### [SUPPLIED RECORDS]
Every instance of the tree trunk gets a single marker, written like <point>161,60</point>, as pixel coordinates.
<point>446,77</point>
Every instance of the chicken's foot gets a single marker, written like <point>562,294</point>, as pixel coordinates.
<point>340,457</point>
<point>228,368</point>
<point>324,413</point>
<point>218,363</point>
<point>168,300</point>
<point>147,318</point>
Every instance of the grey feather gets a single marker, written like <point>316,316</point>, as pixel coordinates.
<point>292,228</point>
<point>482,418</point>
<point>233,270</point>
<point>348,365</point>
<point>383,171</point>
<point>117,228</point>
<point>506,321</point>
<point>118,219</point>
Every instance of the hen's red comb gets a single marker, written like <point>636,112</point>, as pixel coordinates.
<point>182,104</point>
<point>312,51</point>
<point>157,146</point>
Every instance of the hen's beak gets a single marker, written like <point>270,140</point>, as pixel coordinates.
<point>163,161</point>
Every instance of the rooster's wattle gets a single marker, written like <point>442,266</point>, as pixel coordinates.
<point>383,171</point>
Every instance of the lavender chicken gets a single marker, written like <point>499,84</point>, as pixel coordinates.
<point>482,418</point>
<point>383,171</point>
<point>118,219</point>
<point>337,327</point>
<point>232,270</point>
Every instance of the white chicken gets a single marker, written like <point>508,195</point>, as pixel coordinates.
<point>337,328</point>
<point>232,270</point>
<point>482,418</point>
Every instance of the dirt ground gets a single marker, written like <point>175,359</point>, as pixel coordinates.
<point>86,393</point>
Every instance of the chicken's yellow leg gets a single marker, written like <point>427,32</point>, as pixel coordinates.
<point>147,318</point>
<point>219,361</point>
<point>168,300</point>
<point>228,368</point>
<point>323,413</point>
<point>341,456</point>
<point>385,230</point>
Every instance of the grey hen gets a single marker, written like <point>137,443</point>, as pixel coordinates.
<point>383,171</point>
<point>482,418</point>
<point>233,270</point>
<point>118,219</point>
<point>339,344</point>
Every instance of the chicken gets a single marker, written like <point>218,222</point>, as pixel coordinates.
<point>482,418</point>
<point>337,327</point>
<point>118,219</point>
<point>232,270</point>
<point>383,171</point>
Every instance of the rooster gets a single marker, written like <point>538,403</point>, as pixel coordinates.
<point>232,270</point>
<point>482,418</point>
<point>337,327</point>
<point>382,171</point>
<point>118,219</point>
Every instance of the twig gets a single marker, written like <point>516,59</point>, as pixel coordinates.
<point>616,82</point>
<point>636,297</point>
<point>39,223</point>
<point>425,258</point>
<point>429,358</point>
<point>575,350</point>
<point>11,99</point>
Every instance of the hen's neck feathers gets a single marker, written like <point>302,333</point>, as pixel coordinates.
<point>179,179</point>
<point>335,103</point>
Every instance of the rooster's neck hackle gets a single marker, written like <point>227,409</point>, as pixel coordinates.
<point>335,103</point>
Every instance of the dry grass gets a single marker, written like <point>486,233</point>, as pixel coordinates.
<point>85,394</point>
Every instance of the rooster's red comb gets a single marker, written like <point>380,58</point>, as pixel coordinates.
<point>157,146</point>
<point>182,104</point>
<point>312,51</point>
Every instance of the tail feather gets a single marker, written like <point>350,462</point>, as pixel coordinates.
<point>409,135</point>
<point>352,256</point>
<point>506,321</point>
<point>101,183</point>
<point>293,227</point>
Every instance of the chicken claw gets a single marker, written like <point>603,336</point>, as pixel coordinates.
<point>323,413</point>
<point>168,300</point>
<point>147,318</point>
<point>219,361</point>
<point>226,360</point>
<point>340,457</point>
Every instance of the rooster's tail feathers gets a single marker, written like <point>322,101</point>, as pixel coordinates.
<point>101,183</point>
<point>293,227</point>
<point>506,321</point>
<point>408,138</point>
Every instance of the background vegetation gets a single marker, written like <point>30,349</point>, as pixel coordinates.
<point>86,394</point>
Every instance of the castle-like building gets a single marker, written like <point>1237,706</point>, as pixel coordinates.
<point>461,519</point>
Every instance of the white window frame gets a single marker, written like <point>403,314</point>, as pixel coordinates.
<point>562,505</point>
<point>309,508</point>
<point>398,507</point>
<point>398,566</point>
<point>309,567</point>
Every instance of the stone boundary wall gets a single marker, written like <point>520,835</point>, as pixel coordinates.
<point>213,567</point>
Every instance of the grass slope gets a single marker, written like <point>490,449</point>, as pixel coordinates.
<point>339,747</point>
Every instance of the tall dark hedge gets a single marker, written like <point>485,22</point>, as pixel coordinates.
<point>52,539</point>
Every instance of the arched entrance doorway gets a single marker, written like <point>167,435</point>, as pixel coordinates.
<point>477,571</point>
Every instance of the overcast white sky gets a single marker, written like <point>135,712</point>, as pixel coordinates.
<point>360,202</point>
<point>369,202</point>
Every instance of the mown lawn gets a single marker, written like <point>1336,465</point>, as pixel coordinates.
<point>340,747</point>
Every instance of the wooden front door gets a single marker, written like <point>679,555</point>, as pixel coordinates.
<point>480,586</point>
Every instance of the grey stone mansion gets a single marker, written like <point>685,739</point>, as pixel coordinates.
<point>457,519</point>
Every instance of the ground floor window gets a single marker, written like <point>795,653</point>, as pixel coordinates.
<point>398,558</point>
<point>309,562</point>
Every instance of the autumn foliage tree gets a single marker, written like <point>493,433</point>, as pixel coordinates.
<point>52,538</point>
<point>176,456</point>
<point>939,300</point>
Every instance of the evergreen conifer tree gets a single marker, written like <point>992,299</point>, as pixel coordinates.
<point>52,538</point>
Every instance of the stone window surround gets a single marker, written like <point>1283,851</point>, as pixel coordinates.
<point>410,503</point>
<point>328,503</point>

### [WORK TO DO]
Please rewrite everything from the line containing "Every instance of the lavender" down to the line containing "<point>86,393</point>", both ends included. Offset each coordinate in the answer points by -122 and leave all other lines unchanged.

### [SOLUTION TO THIS PROBLEM]
Every instance of the lavender chicken gets a single marker, written like <point>499,84</point>, as pixel coordinates.
<point>360,296</point>
<point>261,49</point>
<point>-4,97</point>
<point>215,205</point>
<point>110,148</point>
Every instance of the white chicken gets a single marker, written like <point>508,195</point>, as pixel coordinates.
<point>215,206</point>
<point>110,148</point>
<point>360,296</point>
Every instance of the dirt ground gets a single marker, written like <point>175,359</point>, as pixel coordinates.
<point>-36,271</point>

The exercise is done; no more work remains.